*Task statement:* Wherever "surface" turns up in the entries, copy out the line that holds it.

*Source data:*
----
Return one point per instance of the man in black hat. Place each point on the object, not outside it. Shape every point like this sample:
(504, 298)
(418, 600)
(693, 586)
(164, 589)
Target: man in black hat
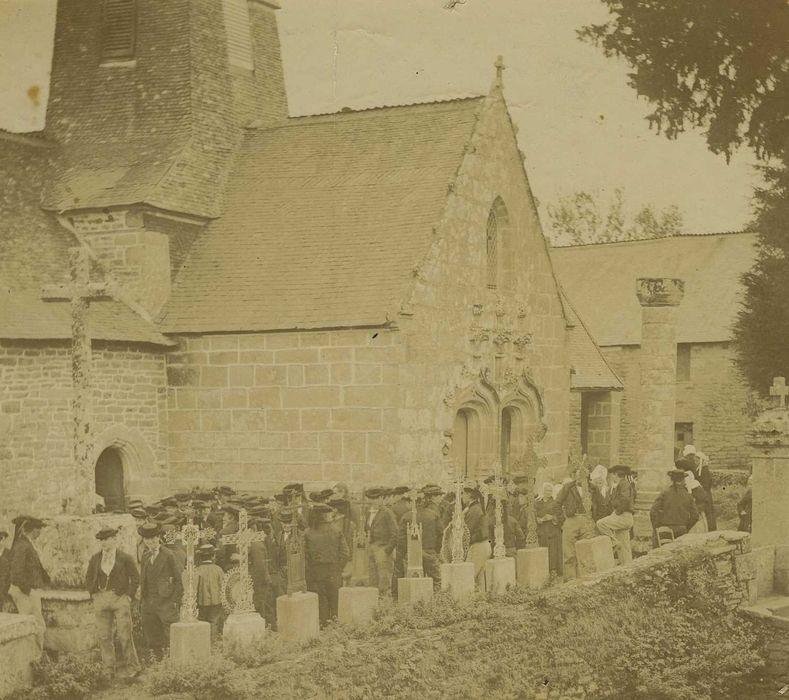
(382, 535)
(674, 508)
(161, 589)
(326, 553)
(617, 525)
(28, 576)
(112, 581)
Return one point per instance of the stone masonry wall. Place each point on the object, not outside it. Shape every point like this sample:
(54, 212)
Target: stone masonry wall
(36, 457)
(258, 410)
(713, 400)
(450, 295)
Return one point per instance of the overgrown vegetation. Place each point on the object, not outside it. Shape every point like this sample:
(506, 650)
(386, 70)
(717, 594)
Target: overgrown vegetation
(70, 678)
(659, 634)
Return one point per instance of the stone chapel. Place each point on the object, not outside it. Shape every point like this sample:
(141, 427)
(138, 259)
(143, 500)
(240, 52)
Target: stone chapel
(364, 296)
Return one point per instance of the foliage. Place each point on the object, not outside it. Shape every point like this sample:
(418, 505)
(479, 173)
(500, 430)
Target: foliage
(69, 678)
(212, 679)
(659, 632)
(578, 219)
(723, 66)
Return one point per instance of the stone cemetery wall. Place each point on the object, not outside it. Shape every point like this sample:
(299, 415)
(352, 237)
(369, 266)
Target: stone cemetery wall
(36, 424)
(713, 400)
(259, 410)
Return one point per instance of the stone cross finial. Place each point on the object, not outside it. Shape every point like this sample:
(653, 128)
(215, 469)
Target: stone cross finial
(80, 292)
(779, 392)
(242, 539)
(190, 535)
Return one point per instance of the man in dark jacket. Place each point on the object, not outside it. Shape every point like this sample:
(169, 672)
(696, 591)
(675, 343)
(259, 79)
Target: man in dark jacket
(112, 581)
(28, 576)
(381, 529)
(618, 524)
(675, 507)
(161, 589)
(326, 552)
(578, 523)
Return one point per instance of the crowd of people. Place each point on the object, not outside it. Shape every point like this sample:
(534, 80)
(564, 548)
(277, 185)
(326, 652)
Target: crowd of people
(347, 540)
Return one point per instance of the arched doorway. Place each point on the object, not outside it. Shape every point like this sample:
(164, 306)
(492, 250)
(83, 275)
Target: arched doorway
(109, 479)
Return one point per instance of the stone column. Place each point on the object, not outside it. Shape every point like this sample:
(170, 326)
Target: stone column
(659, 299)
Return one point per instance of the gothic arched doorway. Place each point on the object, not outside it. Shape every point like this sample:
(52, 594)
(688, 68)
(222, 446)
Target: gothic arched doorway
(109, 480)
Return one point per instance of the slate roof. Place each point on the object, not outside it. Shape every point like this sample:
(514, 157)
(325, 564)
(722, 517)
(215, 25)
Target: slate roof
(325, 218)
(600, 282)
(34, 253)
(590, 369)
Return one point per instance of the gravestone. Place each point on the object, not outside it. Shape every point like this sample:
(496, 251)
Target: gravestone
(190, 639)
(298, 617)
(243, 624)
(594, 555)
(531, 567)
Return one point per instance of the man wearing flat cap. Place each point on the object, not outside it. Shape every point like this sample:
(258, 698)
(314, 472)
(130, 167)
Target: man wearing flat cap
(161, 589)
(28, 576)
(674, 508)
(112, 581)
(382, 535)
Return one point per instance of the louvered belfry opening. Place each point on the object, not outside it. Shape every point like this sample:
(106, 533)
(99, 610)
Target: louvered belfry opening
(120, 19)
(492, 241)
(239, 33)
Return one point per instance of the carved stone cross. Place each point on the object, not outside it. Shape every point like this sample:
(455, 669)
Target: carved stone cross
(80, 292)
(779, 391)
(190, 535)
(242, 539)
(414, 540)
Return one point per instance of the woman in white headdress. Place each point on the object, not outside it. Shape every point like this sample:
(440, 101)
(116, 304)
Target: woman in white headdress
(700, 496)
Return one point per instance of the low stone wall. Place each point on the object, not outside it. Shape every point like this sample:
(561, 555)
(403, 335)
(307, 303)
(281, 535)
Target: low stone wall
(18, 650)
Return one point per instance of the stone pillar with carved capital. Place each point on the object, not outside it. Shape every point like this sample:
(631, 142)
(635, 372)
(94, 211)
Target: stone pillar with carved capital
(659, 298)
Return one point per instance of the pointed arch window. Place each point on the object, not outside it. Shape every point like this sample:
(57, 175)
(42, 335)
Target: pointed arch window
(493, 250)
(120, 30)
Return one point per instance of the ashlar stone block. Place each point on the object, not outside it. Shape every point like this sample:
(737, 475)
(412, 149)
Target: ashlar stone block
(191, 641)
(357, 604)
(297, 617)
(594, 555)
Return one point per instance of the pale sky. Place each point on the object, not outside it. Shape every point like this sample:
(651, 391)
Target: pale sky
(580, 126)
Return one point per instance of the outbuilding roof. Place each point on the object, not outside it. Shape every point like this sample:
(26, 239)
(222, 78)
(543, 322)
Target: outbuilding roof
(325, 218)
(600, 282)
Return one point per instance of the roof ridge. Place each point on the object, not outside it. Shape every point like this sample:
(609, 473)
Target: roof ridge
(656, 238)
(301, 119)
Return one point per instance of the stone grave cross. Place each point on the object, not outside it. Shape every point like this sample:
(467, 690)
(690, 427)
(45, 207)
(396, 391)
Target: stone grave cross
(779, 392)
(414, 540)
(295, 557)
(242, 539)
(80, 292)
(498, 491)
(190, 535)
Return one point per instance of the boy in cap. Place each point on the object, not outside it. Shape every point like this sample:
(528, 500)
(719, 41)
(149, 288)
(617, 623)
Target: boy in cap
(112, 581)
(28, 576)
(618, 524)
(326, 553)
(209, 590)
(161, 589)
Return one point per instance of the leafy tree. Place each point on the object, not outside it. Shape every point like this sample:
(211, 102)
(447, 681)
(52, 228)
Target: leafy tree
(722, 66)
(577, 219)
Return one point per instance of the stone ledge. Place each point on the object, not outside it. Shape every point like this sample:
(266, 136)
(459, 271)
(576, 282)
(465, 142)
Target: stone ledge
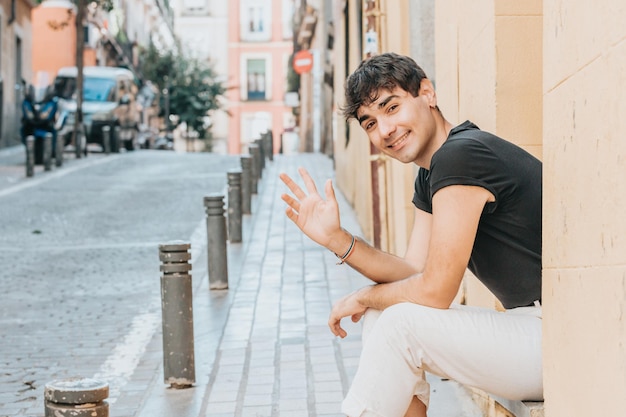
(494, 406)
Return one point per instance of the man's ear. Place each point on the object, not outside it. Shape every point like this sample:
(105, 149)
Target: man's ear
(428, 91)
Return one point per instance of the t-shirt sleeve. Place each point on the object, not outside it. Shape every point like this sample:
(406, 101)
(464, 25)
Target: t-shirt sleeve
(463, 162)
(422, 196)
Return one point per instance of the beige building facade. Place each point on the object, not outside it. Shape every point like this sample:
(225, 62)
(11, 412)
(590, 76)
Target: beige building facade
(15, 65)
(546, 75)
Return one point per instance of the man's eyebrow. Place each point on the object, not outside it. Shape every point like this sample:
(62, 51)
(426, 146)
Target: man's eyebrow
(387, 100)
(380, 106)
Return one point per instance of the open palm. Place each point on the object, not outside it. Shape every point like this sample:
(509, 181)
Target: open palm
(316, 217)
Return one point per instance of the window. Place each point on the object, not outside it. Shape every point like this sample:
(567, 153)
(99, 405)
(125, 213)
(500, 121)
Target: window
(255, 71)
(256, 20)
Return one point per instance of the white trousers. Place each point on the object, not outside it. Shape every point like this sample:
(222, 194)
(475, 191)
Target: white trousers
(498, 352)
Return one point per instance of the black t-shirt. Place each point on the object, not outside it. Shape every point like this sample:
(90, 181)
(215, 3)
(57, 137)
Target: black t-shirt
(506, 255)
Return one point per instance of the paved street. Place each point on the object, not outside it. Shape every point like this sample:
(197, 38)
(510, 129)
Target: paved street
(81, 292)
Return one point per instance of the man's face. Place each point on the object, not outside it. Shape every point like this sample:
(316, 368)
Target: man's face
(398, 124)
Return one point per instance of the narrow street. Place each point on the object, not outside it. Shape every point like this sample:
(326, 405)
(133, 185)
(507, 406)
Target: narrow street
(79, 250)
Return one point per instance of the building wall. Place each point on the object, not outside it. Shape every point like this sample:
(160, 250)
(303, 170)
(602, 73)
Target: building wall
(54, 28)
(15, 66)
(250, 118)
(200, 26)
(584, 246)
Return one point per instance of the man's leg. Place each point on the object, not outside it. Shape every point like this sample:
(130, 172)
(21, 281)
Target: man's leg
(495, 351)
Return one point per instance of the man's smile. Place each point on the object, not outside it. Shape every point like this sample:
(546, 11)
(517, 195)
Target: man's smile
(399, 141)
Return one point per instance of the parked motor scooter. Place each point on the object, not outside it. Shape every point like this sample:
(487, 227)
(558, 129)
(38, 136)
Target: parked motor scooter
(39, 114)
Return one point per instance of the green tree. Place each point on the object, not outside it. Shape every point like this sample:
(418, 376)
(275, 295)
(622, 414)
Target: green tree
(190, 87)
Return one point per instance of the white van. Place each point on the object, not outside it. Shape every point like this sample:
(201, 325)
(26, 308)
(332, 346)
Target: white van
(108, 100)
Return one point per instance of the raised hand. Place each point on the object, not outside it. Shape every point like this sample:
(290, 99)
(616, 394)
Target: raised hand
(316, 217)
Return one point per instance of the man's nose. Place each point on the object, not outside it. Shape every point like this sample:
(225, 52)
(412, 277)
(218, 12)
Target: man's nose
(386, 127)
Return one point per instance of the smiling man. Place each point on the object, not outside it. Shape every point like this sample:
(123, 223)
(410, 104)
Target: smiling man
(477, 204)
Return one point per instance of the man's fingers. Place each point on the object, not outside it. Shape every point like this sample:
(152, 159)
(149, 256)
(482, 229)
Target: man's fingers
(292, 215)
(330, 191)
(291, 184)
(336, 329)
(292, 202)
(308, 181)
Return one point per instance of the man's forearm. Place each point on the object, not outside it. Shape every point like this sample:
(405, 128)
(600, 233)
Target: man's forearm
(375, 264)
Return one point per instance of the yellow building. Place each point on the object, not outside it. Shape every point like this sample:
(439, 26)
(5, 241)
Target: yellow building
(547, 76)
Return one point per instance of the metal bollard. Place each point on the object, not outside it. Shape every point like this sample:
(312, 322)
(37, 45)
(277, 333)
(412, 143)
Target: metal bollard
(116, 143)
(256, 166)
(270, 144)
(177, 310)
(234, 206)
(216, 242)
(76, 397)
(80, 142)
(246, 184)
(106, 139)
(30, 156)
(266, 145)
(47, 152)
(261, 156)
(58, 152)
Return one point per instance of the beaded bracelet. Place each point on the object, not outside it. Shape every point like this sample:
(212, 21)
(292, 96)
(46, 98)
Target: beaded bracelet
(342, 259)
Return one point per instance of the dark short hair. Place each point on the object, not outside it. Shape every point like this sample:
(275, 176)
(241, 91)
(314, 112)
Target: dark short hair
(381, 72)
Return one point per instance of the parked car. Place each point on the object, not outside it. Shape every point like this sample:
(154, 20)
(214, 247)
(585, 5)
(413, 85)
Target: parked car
----
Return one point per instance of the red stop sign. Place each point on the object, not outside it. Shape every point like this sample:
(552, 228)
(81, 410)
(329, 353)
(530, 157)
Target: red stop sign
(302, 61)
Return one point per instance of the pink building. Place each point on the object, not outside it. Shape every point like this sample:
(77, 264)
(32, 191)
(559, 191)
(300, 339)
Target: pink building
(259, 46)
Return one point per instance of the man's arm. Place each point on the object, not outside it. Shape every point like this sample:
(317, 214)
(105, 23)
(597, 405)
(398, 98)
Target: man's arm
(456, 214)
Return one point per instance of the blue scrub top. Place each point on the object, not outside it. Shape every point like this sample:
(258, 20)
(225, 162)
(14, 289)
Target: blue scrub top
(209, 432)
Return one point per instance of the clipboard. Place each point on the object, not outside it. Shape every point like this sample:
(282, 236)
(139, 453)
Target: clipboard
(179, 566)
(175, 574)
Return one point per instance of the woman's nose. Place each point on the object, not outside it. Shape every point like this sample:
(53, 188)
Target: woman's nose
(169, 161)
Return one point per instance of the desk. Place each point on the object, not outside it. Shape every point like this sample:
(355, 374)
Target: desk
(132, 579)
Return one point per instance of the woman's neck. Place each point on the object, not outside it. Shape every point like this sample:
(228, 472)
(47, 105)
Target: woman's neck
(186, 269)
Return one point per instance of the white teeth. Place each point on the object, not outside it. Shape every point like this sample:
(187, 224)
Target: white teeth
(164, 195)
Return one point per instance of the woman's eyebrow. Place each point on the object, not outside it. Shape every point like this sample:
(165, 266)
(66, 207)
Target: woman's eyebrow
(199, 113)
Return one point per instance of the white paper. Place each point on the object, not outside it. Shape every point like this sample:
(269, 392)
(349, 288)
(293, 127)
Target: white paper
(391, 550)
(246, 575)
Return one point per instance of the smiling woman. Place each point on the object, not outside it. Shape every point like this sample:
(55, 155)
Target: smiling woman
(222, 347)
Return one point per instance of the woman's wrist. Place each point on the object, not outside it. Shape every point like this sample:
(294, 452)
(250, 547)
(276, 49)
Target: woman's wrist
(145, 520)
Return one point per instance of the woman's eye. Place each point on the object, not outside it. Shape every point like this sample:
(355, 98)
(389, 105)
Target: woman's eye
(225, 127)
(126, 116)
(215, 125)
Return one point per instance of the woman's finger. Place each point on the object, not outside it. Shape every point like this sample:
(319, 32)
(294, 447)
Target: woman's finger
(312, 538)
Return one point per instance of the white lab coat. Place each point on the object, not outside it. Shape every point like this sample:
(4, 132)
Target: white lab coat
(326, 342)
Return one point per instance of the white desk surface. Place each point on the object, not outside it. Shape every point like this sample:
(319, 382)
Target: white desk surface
----
*Your solution:*
Return one point per instance of the white desk surface. Place each point on the object, not outside it. Shape every point like this sample:
Target: white desk surface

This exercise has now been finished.